## Page:
◆ ◆ ◆ ◆ ◆

The sole count in Denise's Counterclaim is for breach of fiduciary duty under ERISA. To prevail, Denise's allegations must establish that (1) Principal Life acted in a fiduciary capacity in making misrepresentations to Francis or Denise, (2) those misrepresentations were material, and (3) Denise detrimentally relied on the misrepresentations. See Deschamps v. Bridgestone Americas, Inc. Salaried Emps. Ret. Plan, 840 F.3d 267, 276-77 (6th Cir. 2016) (citing James v. Pirelli Armstrong Tire Corp., 305 F.3d 439, 449 (6th Cir. 2002)). Principal Life disputes that Denise has sufficiently pleaded the first and third elements.

A. Denise sufficiently alleges that Principal Life acted in a fiduciary capacity.

ERISA defines a fiduciary in 29 U.S.C. § 1002(21)(A), which provides in pertinent part: “a person is a fiduciary with respect to a plan to the extent . . . he has any discretionary authority or discretionary responsibility in the administration of such plan.” Under this definition, Principal Life is undisputedly a fiduciary as to at least some aspects of the life insurance plan in question, as the Policy provides that “[Principal Life] has complete discretion to construe or interpret the provisions of this group insurance policy, to determine eligibility for benefits, and to determine the type and extent of benefits, if any, to be provided.” (Group Policy for Towne Properties Asset Management Company, Inc., Part II - Policy Administration, Section A, Article 10, ECF No. 1-1.) But Principal Life contends that it was not a fiduciary with respect to answering Plan participant inquiries as to current beneficiary designations, because that function is reserved to Towne Properties in the Policy. (See id. at Part IV - Benefits, Section A, Article 3) (“A beneficiary should be named at the time a Member applies or enrolls under this Group Policy. A Member may name or later change a named beneficiary by sending a Written request to the Policyholder. A change will not be effective until recorded by the Policyholder.”) (emphasis added). The “Policyholder” is defined by the Policy as Towne Properties. (Id. at Title Page, PAGEID #13.) Moreover, Towne Properties' Policy Application limits Principal Life's liability in that “Principal Life shall not be required to look into any action taken by the named fiduciary or the employer and shall be fully protected in taking, permitting, or omitting any action on the basis of the employer's actions. Principal Life shall incur no liability or responsibility for carrying out actions as directed by the named fiduciary or employer.” (Policy Application 5, ECF No. 46-2.)

◆ ◆ ◆ ◆ ◆

[Labeled shape records]
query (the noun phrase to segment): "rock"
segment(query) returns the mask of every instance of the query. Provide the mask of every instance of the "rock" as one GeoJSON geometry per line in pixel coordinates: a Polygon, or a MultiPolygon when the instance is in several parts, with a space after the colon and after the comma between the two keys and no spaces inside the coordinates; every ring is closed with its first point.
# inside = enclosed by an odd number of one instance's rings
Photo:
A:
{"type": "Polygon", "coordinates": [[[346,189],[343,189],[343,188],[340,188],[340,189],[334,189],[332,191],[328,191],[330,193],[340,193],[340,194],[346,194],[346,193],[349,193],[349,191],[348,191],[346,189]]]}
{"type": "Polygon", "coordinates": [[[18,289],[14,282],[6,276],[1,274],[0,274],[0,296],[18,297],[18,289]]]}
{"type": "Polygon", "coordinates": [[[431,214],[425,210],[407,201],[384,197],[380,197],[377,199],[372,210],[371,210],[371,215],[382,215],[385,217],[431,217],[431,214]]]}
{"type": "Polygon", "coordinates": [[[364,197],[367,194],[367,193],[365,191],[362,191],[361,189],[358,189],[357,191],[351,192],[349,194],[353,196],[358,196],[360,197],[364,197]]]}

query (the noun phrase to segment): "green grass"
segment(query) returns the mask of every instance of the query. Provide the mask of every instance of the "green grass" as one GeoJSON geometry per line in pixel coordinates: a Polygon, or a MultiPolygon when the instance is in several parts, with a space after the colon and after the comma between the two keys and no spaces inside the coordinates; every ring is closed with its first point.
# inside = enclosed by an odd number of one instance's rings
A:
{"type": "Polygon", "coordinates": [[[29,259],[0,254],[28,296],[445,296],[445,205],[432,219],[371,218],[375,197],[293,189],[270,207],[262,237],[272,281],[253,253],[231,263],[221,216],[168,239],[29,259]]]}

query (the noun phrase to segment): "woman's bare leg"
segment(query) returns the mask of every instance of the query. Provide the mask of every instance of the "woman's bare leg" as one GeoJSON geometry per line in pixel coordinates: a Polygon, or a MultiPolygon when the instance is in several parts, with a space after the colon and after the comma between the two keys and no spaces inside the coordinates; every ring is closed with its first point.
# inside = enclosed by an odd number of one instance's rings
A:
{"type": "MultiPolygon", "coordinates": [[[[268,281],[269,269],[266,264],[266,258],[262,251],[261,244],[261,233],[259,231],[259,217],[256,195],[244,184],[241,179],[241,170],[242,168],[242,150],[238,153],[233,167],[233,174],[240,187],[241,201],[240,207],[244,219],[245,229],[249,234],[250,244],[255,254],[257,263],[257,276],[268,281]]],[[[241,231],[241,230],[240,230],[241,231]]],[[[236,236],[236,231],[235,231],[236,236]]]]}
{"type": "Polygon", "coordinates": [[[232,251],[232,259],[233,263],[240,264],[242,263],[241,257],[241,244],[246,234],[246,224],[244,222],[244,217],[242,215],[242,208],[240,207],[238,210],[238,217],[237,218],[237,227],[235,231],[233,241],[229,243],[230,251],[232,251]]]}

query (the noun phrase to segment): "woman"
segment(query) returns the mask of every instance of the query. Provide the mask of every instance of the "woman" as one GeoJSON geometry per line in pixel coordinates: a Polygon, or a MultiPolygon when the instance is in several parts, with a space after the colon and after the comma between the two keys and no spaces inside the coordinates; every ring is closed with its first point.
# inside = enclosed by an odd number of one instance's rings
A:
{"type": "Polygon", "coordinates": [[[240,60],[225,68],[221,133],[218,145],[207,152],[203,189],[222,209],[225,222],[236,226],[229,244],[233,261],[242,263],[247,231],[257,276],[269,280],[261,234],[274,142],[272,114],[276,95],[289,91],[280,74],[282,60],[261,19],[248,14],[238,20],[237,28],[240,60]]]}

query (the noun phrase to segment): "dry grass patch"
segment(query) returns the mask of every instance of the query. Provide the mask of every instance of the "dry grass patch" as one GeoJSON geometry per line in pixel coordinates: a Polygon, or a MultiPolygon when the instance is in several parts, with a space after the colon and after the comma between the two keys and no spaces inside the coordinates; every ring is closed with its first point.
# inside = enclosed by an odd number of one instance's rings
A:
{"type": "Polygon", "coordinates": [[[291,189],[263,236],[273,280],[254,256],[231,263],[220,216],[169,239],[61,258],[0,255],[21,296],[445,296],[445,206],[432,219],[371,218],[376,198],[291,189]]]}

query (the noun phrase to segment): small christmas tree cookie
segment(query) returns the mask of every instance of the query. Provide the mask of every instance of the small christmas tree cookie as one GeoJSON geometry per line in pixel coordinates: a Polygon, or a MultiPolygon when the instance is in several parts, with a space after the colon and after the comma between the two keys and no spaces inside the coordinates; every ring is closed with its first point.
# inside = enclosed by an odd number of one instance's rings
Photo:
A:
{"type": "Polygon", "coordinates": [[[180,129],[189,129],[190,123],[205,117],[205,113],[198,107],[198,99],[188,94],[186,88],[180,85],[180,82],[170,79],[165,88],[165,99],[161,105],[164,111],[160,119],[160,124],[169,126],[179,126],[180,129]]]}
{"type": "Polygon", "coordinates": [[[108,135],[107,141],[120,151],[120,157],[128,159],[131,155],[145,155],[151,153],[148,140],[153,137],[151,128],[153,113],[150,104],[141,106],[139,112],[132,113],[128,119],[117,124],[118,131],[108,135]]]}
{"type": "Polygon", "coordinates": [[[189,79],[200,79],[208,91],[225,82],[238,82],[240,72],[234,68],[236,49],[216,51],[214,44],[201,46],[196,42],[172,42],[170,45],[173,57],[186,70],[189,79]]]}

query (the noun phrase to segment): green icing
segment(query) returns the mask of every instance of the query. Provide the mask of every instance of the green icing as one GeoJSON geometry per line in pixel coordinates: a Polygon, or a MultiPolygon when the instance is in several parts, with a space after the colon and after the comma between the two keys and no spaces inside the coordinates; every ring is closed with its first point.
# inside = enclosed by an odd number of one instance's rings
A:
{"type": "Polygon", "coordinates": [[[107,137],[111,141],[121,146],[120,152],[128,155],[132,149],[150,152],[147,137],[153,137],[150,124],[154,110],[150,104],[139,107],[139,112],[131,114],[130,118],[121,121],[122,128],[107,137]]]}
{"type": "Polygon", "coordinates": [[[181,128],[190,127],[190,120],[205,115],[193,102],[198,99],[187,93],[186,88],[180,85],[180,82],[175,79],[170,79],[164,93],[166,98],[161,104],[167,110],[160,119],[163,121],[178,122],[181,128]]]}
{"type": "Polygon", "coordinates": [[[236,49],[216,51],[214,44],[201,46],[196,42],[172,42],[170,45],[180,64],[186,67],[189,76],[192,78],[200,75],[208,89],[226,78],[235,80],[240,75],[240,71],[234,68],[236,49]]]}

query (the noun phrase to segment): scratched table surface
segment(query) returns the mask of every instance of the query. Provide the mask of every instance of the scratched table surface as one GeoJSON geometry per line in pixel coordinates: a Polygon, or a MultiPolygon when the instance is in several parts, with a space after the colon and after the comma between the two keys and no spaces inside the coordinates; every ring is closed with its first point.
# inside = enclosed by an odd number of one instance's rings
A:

◆ ◆ ◆ ◆ ◆

## Given task 1:
According to the ERISA excerpt, which party does the Policy define as the "Policyholder"?
## Given task 2:
Duplicate the stretch of the ERISA excerpt from "The sole count" through "and third elements.".
## Given task 3:
Go on with the ERISA excerpt, picking up after its last sentence.
The records stand apart from the ERISA excerpt as separate material.

## Exercise answer 1:
Towne Properties

## Exercise answer 2:
The sole count in Denise's Counterclaim is for breach of fiduciary duty under ERISA. To prevail, Denise's allegations must establish that (1) Principal Life acted in a fiduciary capacity in making misrepresentations to Francis or Denise, (2) those misrepresentations were material, and (3) Denise detrimentally relied on the misrepresentations. See Deschamps v. Bridgestone Americas, Inc. Salaried Emps. Ret. Plan, 840 F.3d 267, 276-77 (6th Cir. 2016) (citing James v. Pirelli Armstrong Tire Corp., 305 F.3d 439, 449 (6th Cir. 2002)). Principal Life disputes that Denise has sufficiently pleaded the first and third elements.

## Exercise answer 3:
The Court may consider this document as part of the Plan, which is referenced in Denise's Counterclaim and central to her claims. See Weiner v. Klais & Co., Inc., 108 F.3d 86, 89 (6th Cir. 1997); Com. Money Ctr., 508 F.3d at 335-36.

However, “[i]n determining whether a corporation is a fiduciary, rather than looking to the formal title, we use a functional approach, looking to whether it acts in a fiduciary capacity with respect to the conduct at issue.” Deschamps, 840 F.3d at 277 (citing Briscoe v. Fine, 444 F.3d 478, 486 (6th Cir. 2006) (“This court employs a functional test to determine fiduciary status.”)); see also Hamilton v. Carell, 243 F.3d 992, 998 (6th Cir. 2001) (noting “the need to examine the conduct at issue when determining whether an individual is an ERISA fiduciary”). In other words, Principal Life's fiduciary status will be determined by its actions, not by its rights and responsibilities as set forth in the Plan. As the Deschamps court explained,

In Varity Corp. v. Howe, for instance, the Supreme Court looked to common law, including the law of trusts and agency, to ascertain what actions constitute plan administration so as to make one a fiduciary. 516 U.S. 489, 502-03, 116 S.Ct. 1065, 134 L.Ed.2d 130 (1996). It concluded that the discretionary act of plan administration “includes the activities that are ‘ordinary and natural means' of achieving the ‘objective' of the plan,” such as offering information about the meaning of the plan's terms or “[c]onveying information about the likely future of plan benefits, thereby permitting beneficiaries to make an informed choice about continued participation.” Id. at 502-04, 116 S.Ct. 1065. Based on this definition, the employer acted in a fiduciary capacity when it falsely represented to its employees that their benefits would remain the same if they voluntarily transferred to a separately incorporated subsidiary, knowing that the subsidiary was in fact insolvent, which caused employees to lose their non-pension benefits. Id. at 494, 498-503, 116 S.Ct. 1065.
840 F.3d at 277. Accordingly, a corporation may “act[ ] in a fiduciary capacity when making misrepresentations to its employees about their benefit plan.” Id. (quoting Sprague v. Gen. Motors Corp., 133 F.3d 388, 404 (6th Cir. 1998)). The Deschamps court went on to conclude that the defendant acted in fiduciary capacity when it responded to a direct inquiry from a plan participant with inaccurate information as to the plan participant's service date. Id. at 278. “This act was a discretionary one within the meaning of ERISA because it involved conveying information about the Plan's terms and the likely benefits that Deschamps would receive in the future, thus purportedly allowing him to make an informed choice about his continued participation in the Plan.” Id. “Thus, Bridgestone acted as a fiduciary.” Id.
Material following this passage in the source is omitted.